======== TEXT FOR ANALYSIS
Since the 50th anniversary of Liberation in 1995, a pattern of official ceremonies has developed based in and around Liberation Square in Saint Helier where the events at the Harbour Master's Office and Pomme D'Or Hotel occurred in 1945. Following a special sitting of the States of Jersey in the morning, States Members, clergy, the Bailiff of Jersey, the Lieutenant-Governor, Jurats, Crown Officers and other officials process from the Royal Square to Liberation Square accompanied by the Royal Mace and the Bailiff's Seal. An open-air ecumenical service takes place in Liberation Square followed by the singing of "Man Bieau P'tit Jèrri"/"Beautiful Jersey" (in Jèrriais and English) and a re-enactment of the raising of flags (including that at Fort Regent). A parade of vintage and military vehicles, bands and service organisations is reviewed by the official party.

The afternoon community celebrations are of an informal character, including a programme of entertainments and stalls in St Helier.

An official ceremony also takes place at the Crematorium, where there is a memorial to victims and slave workers of various nationalities. Representatives of affected nationalities take part in the commemoration.
================
(STUDY QUESTIONS):
1. Reproduce the passage of the text on Jersey's Liberation Day ceremonies from "An official ceremony" up to and including "in the commemoration.", switching "commemoration" to "remembrance".
2. Rewrite the paragraph of the text on Jersey's Liberation Day ceremonies that begins "Since the 50th anniversary of Liberation" in a shorter form, keeping its main facts.
3. Extend the text on Jersey's Liberation Day ceremonies by writing what comes after its final sentence.
The listing that comes next is separate material and has no connection to the text on Jersey's Liberation Day ceremonies.
======== RECORDED DATA
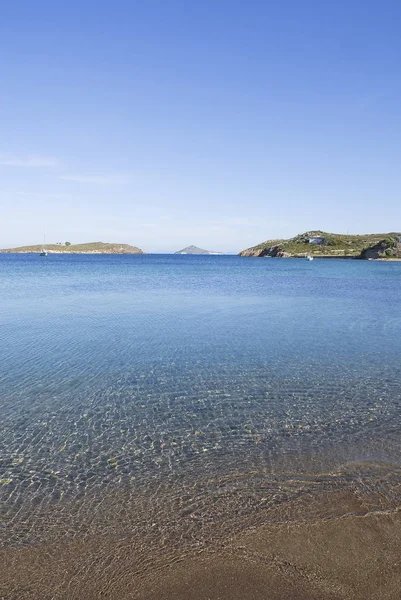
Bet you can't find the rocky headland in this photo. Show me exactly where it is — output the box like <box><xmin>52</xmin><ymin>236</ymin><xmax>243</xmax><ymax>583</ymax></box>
<box><xmin>239</xmin><ymin>231</ymin><xmax>401</xmax><ymax>260</ymax></box>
================
(ANSWER SECTION):
1.
An official ceremony also takes place at the Crematorium, where there is a memorial to victims and slave workers of various nationalities. Representatives of affected nationalities take part in the remembrance.

2. Since 1995, Jersey's official Liberation ceremonies have centered on Liberation Square in Saint Helier, the site of the 1945 events. After a morning sitting of the States of Jersey, officials including the Bailiff and the Lieutenant-Governor process from the Royal Square with the Royal Mace and the Bailiff's Seal. Next comes an open-air ecumenical service, followed by "Man Bieau P'tit Jèrri"/"Beautiful Jersey" in Jèrriais and English and a re-enactment of the flag-raising. The official party then reviews a parade of vintage and military vehicles, bands and service organizations.

3.
In 1995, artist Eric Snell designed the Liberation Monument in St Peter Port to commemorate Liberation Day. The needle-like monument is designed to cast a shadow on a bench where the liberation of Guernsey is described. It was unveiled on 9 May 1995 by Prince Charles while military helicopters flew past.

The celebrations to mark the 75th anniversary of the liberation could not be held in 2020 or 2021, due to the COVID-19 pandemic and were postponed until 8–10 May 2022 when Prince Edward, Earl of Wessex and Sophie, Countess of Wessex were royal guests at the celebrations in Jersey, Guernsey, Alderney and Sark; they read a message to islanders from Queen Elizabeth II.